Required action 1.
From the retirement text, list every average figure credited to Statistic Brain, giving each one with its value.
Required action 2.
Carry the retirement text forward from its final heading, "What Types of Retirement Homes Are There?"

Selected text.
****************************************

In an industrial-driven society, retirement often proves more fantasy than reality. Thoughts rarely stray from the 9 to 5 immediacy, and preparing for the future seems impossible. People must work to live and live to work.
However, the day eventually comes for every man and woman to give a final punch their timecards (whether real or proverbial); and, according to Statistic Brain, these individuals share a very specific profile:
- Average Retirement Age: 63
- Average Length of Retirement: 18 years
- Average Life Savings at Time of Retirement: $42,797
- Average Percentage of People Financially Prepared for Retirement: 4%
- Average Percentage of People Financially Dependent on More Than Savings (including Social Security, Family Members, or Charity) for Retirement: 63%
This paints a stark picture - one that must be carefully examined by those considering retirement homes.
What is a Retirement Home?
A retirement home, simply explained, is any privately owned facility designed to accommodate individuals in their senior years. It's intended for those wishing to maintain their lifestyles while also experiencing on-site support and care.
Individuals should note that retirement homes, also known as assisted living facilities, are not the same as nursing homes. These institutions cater to those in need of prolonged medical attention, and their focus shifts from enabling independence to promoting healing.
What Types of Retirement Homes Are There?

****************************************

Provided material.

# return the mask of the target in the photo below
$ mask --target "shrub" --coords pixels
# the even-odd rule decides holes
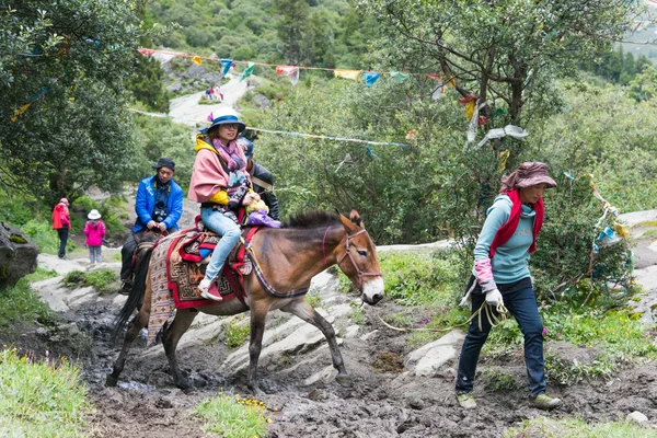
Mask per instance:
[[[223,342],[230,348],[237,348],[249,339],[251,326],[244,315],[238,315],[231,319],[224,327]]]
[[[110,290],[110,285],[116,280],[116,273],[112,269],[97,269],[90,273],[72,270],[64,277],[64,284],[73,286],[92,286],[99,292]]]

****************************************

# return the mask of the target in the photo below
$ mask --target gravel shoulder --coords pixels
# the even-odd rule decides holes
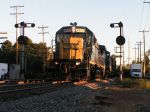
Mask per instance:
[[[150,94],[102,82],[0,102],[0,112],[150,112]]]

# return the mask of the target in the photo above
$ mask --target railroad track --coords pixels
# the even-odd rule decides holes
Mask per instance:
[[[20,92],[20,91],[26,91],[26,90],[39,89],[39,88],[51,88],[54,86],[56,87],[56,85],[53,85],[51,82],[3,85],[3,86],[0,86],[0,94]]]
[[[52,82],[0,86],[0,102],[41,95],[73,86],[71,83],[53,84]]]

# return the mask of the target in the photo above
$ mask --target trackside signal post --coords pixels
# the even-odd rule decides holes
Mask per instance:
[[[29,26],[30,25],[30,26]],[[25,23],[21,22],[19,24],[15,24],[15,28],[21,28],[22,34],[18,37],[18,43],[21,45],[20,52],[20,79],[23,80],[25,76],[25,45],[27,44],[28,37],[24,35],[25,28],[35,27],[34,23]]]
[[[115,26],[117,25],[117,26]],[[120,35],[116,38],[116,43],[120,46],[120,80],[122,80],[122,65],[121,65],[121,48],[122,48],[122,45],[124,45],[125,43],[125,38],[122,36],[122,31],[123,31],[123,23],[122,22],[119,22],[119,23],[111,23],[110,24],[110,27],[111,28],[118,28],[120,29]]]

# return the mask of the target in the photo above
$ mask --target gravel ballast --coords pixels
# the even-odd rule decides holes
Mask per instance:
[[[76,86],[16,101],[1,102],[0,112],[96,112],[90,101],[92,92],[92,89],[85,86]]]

****************************************

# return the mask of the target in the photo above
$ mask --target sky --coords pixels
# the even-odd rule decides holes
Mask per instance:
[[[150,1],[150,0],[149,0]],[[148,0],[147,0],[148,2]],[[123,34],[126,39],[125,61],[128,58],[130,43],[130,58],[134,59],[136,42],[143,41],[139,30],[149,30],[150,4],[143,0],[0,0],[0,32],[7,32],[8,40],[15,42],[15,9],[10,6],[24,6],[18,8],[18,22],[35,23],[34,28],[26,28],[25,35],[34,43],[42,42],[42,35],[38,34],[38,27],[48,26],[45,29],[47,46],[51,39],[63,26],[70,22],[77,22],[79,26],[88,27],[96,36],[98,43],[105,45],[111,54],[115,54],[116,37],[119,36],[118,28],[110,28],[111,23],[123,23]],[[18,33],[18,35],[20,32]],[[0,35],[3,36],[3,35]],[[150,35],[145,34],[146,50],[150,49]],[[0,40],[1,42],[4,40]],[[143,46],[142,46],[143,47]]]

****************************************

Task response 1.
- Average Retirement Age: 63
- Average Length of Retirement: 18 years
- Average Life Savings at Time of Retirement: $42,797
- Average Percentage of People Financially Prepared for Retirement: 4%
- Average Percentage of People Financially Dependent on More Than Savings (including Social Security, Family Members, or Charity) for Retirement: 63%

Task response 2.
Retirement homes are quickly defined. Within that definition, however, is a broad series of specialized categories. These include:
Subsidized Senior Housing
According to a study conducted by the U.S. Department of Housing and Urban Development (HUD), one-third of elderly individuals experiences difficulties in finding a place to live. This proves no less true in the search for retirement facilities, which is why subsidized senior housing is now available. These programs provide those with low incomes the opportunity to stay within government-sanctioned apartments, townhomes, and more.
The North Dakota Legislative Council defines congregate care as "an environment where a person lives in an independent apartment setting, which may include a central lobby, dining room, and activity areas." These retirement homes allow individuals to maintain their independence. They may qualify for housing assistance programs, but are typically paid for privately.
Retirement communities are master-planned facilities. They allow individuals to live in private condos, apartments, townhouses, or stand-alone structures, promoting independence while also delivering a more active social scene. They're often defined by both age restrictions (55+, 65+, etc.) and income restrictions (for example, these facilities are privately funded and require higher monthly fees. Subsidizations are rare but can be applied for).
Continuing Care Retirement Communities
Continuing Care Retirement Communities meet both present-day and future needs. These facilities allow those in good health to plan for potential medical issues, featuring both congregate care and assisted living programs within the same campus. This enables residents to stay within their familiar environments, no matter what their conditions. These options are privately funded, and don't often accept government subsidization programs.
Each senior has a unique set of needs. These homes address those needs, providing comfort, connections, and support.
What is the Monthly Cost of Care?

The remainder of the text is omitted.